- **WRITTEN PROBLEM**: Lay out the listing below as a two-column CSV with the headers "query_text" and "result," giving each item its own row. Put each item's text and its answer in a single quoted field, with line breaks changed to spaces.

Data extracted from a collection

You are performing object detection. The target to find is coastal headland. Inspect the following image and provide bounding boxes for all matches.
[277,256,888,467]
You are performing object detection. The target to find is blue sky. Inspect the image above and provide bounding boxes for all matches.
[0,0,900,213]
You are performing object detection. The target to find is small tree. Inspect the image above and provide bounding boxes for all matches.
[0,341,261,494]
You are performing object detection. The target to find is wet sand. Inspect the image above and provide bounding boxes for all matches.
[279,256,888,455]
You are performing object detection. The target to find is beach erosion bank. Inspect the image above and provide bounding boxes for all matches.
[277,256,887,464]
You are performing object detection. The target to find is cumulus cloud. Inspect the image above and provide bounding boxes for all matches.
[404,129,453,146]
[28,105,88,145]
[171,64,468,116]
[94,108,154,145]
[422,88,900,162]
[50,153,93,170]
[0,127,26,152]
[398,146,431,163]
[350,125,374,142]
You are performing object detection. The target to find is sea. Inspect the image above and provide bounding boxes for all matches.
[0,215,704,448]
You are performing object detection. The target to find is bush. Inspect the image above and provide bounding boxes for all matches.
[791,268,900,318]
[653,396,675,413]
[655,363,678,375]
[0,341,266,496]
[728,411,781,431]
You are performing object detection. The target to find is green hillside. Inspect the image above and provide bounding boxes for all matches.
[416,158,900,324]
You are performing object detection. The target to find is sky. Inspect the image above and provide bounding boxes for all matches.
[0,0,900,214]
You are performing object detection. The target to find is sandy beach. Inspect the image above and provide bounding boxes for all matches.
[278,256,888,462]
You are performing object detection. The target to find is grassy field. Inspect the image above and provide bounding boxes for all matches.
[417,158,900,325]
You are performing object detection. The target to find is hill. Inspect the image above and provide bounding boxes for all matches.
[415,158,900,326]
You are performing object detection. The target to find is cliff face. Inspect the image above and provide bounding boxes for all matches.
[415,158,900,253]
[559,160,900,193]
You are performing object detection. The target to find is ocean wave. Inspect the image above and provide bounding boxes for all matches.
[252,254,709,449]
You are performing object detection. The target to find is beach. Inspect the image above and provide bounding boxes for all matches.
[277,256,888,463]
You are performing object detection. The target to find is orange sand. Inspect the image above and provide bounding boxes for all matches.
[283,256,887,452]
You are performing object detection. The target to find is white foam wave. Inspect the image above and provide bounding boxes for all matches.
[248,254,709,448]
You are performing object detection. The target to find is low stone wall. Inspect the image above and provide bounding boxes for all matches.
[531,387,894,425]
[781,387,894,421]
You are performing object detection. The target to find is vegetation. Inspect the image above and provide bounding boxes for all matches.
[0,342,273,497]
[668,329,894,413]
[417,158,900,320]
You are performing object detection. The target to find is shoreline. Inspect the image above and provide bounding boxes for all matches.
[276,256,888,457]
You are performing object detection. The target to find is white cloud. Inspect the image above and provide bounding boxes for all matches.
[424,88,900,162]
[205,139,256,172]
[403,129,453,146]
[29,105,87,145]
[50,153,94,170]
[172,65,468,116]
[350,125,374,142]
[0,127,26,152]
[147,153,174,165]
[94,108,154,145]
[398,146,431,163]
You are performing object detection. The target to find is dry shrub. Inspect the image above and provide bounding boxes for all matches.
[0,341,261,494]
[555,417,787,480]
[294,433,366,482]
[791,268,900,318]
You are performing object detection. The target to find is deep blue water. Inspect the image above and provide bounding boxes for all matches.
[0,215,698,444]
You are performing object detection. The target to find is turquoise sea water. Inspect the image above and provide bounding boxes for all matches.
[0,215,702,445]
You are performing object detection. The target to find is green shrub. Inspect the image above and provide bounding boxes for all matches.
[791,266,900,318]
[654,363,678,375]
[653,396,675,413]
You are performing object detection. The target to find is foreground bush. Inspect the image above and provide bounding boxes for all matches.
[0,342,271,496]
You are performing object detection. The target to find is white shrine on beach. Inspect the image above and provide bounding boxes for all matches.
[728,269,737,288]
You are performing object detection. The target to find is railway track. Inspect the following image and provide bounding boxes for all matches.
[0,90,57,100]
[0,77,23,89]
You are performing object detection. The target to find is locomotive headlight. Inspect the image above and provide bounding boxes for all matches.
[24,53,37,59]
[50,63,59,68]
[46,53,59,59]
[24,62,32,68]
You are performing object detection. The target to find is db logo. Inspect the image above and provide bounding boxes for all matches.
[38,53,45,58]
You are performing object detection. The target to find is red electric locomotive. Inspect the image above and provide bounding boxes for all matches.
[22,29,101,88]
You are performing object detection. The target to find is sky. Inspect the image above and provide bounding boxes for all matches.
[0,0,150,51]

- **WRITTEN SOLUTION**:
query_text,result
"You are performing object detection. The target to find is coastal headland. Inspect the following image and provide bounding boxes for all matches.","[277,256,888,467]"
"You are performing object detection. The target to find is blue sky. Inspect the image above and provide bounding boxes for all matches.","[0,0,900,213]"
"You are performing object detection. The target to find is small tree. Inspect the image above and provide bounding boxes for all matches.","[0,341,261,494]"
"You are performing object detection. The target to find is wet sand. Inspect the image above and provide bounding boxes for all matches.","[279,256,888,455]"
"You are performing object detection. The target to find is beach erosion bank. Inspect the image above and provide bounding boxes for all matches.","[277,256,887,464]"
"You are performing object detection. The target to find is cumulus cloud. Inspect the image above and provide bounding boxes for all matches.","[404,129,453,146] [28,105,88,145] [171,64,468,116] [94,108,154,145] [422,88,900,162] [50,153,93,170] [0,127,26,152] [398,146,431,163] [350,125,374,142]"
"You are performing object detection. The target to find is sea. Inspect the image above and provide bounding boxes for all matches.","[0,215,704,448]"
"You are performing object detection. The target to find is bush. Inspect the image above and provide bounding boxes for all matches.","[791,268,900,318] [653,396,675,413] [655,363,678,375] [0,341,266,496] [728,411,781,431]"
"You are performing object detection. The target to find is green hillside. Inspect the image above and provide bounding boxes for all matches.","[416,158,900,324]"
"You are performing object detection. The target to find is sky. Inspect the image above and provide bounding boxes for all matches.","[0,0,900,214]"
"You are performing object detection. The target to find is sandy beach. Inspect the image above and provide bounding boxes for all matches.","[278,256,888,462]"
"You are performing object detection. The target to find is grassy field. Inspect the image above and provide bounding boxes for all matches.","[417,158,900,325]"
"You are performing object detection. The target to find is hill. Inspect the image above and provide bounding boxes for all matches.","[415,158,900,326]"
"You are performing object detection. The target to find is cliff face. Inspect the image above and provide bounding boxes for all matches.","[415,158,900,253] [559,160,900,193]"
"You are performing object detection. The target to find is ocean wave. Inspect the image above and provide bounding boxes for all matches.","[252,254,709,449]"
"You are performing object detection. The target to find is beach. Inspect the image above and provide bounding boxes for all matches.","[277,256,888,463]"
"You are performing object detection. The target to find is orange sand. Inspect the image above and provide bounding boxes for all matches.","[283,256,887,452]"
"You are performing object detection. The target to find is white foam wave. Inspect the image above and provide bounding boxes for all matches.","[248,254,709,448]"
"You are performing object detection. The target to find is low stone wall. Inspect the image above and provide bounding boxes for all matches.","[531,387,894,425] [781,387,894,421]"
"You are performing object detection. The target to find is vegetation. Inspect the image above and provide bounding boxes for all matches.","[0,342,273,497] [668,329,894,413] [417,158,900,320]"
"You are performing object detection. The target to find is shoreline. Inspect the image above and provide bounding boxes for all matches.","[276,256,888,457]"
"You are performing object detection. The target to find is white cloud. Inspect the image above and provide bounding boxes for all matches.","[424,88,900,162] [205,139,256,172] [403,129,453,146] [29,105,87,145] [50,153,94,170] [172,65,468,116] [350,125,374,142] [0,127,26,152] [147,153,174,165] [94,108,154,145] [398,146,431,163]"
"You are performing object detection. The target to find is dry shrub. Inspect the image above and provide bounding boxes for all matches.","[0,341,261,494] [555,417,787,480] [294,433,366,482] [791,268,900,318]"
"You are performing object detection. The target to find is deep blue water. Inspect the image above and provide bounding boxes for all matches.","[0,215,698,444]"
"You are performing object detection. The target to find is turquoise sea water. Inspect the image above and provide bounding boxes for all matches.","[0,215,702,445]"
"You are performing object detection. The target to find is green shrub. Inspect the image above and provide bounding boxes for all matches.","[791,266,900,318] [654,363,678,375] [653,396,675,413]"
"You are performing object detection. The target to find is foreground bush. Inspect the image above and provide bounding boxes for all matches.","[0,342,271,496]"
"You are performing object detection. The target to find is white shrine on beach. Inspect the image above and provide bounding boxes for all matches.","[728,269,737,288]"
"You are performing object detection. The target to find is railway track. Inspect the following image and provide bounding boxes for all matches.","[0,90,57,100] [0,77,23,89]"
"You are performing object detection. The target to find is locomotive headlight. Inspect the image above and provide bounding boxes for all matches.","[24,53,37,59] [50,63,59,68] [46,53,59,59] [24,62,32,68]"
"You are performing object detection. The target to find is db logo. Inspect the image above and provide bounding boxes for all matches.","[38,53,45,58]"
"You are performing object detection. The target to find is red electric locomotive. Inspect the image above and provide bounding boxes for all matches.","[22,29,101,88]"
"You are performing object detection. The target to find is sky. Inspect the image above and provide bounding boxes for all matches.","[0,0,150,51]"